**Material for this exercise:**
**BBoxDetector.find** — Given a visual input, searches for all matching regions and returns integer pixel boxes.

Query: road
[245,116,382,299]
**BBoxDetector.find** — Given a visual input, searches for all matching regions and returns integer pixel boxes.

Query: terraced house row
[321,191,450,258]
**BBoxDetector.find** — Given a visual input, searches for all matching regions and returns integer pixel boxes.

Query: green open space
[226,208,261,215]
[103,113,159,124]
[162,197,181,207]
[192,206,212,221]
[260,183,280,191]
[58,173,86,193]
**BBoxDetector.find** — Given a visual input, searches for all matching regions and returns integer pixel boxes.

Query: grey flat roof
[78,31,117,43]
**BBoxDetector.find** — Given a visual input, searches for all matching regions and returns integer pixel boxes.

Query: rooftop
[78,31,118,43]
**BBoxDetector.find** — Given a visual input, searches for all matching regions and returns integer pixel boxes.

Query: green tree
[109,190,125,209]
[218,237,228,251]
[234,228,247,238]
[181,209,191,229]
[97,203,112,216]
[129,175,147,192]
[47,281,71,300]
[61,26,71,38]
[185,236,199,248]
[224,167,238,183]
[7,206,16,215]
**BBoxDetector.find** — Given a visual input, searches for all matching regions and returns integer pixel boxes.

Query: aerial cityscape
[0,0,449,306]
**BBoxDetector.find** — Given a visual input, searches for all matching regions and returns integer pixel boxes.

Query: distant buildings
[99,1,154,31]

--

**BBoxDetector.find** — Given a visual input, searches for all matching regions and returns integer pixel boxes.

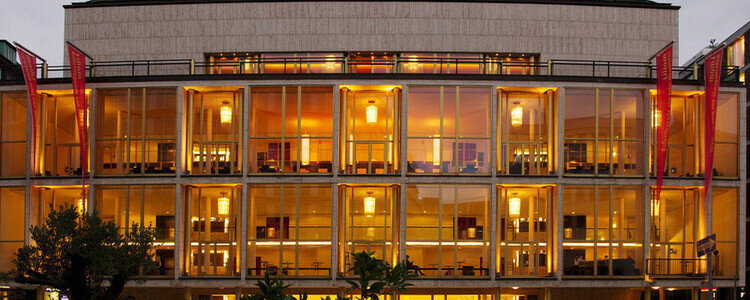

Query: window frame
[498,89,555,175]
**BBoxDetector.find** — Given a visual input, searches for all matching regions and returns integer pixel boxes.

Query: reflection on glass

==

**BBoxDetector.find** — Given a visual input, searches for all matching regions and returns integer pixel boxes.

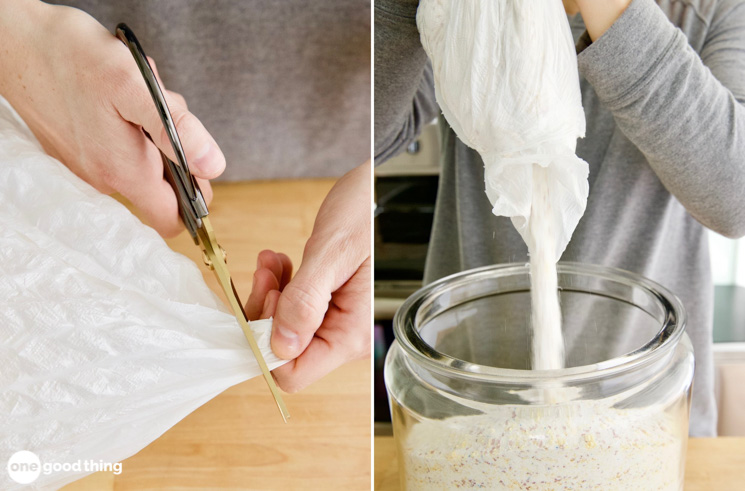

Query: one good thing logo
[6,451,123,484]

**Task to carry out:** Copy back the listing above exactly, but only from the line with "Query: window frame" through the line with "Query: reflection on glass", both ends included.

**Exercise response:**
Query: window frame
[498,89,555,175]
**BBoxDetector.find** — Given a visual input, searches for all matching regions and returns integer pixel boxes.

Query: reflection on glass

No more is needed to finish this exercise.